___ Raw records ___

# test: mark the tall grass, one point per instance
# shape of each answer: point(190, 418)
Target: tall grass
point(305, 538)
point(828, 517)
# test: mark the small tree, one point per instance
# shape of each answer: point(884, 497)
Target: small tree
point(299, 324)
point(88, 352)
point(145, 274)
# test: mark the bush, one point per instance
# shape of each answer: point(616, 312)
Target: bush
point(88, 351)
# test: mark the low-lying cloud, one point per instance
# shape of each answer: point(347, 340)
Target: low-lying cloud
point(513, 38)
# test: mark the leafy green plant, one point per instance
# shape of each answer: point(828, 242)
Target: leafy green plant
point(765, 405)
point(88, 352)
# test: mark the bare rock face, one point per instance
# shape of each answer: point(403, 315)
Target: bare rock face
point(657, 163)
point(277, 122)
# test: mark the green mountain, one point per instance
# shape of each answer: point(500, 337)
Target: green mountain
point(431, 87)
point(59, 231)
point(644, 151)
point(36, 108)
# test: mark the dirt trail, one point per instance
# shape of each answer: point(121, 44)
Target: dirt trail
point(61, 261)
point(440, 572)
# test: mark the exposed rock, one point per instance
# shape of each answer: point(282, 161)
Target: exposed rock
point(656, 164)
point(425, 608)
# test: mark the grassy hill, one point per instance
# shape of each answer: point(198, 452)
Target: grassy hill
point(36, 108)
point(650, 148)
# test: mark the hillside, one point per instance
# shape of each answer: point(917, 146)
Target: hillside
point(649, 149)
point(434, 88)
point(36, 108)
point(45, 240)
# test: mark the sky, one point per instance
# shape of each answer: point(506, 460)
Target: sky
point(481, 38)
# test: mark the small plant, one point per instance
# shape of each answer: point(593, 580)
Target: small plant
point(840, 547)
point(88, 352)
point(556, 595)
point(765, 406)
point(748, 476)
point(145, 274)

___

Task to carry out: Copy all of the rows above, labeling requests included, but multiply each coordinate in the answer points by 2.15 and round to the nearest whole number, with halves rounding up. Keep the sample points in the answer-shape lines unchanged.

Response to the exercise:
# test: mark the tall grass, one point per instance
# shape of each answer: point(190, 418)
Target: tall grass
point(656, 1157)
point(1780, 1112)
# test: mark the small tree, one point per instance
# shape of each answer: point(884, 497)
Target: small tree
point(643, 697)
point(189, 757)
point(312, 589)
# test: mark the bush, one point per instance
# shape of each answer: point(616, 312)
Target: bush
point(189, 755)
# test: mark the low-lying cloud, one point per instance
# shape of each answer: point(347, 340)
Target: low-lying cloud
point(1103, 82)
# test: mark the leafy green plant, one point per instance
# shape of each answer: point(828, 242)
Target: leafy green plant
point(1645, 871)
point(189, 757)
# test: mark the bare rock face, one point per instance
# shape of each answer: point(403, 315)
Target: bare rock face
point(1413, 350)
point(596, 262)
# test: mark the green mountain, one point per instance
# shape of each answer: point(500, 337)
Target: green mountain
point(927, 187)
point(127, 497)
point(1385, 325)
point(77, 232)
# test: mark the dirt trail, one point per instance
# shape of each answer: point(121, 44)
Target: dirt trail
point(131, 561)
point(946, 1230)
# test: mark the exposed rock, one point per instance
# shape of each answer: point(282, 161)
Target: exposed rock
point(1410, 353)
point(914, 1307)
# test: mark the grassy hill, one point per instance
# shape of each answer: point(198, 452)
Target: grassy hill
point(77, 232)
point(1398, 318)
# test: mark the hillside, one point per instance
# shape of each answer: point(917, 146)
Target: hillside
point(1395, 320)
point(933, 189)
point(77, 232)
point(97, 516)
# test: mark the sky, one point per instance
# shape of each answer: point(506, 460)
Target: sky
point(1034, 82)
# test: mark the small plant, one point per instance
# shape of each answer: point(593, 580)
Target: small plant
point(1806, 1176)
point(189, 757)
point(1195, 1279)
point(1645, 873)
point(1608, 1023)
point(312, 589)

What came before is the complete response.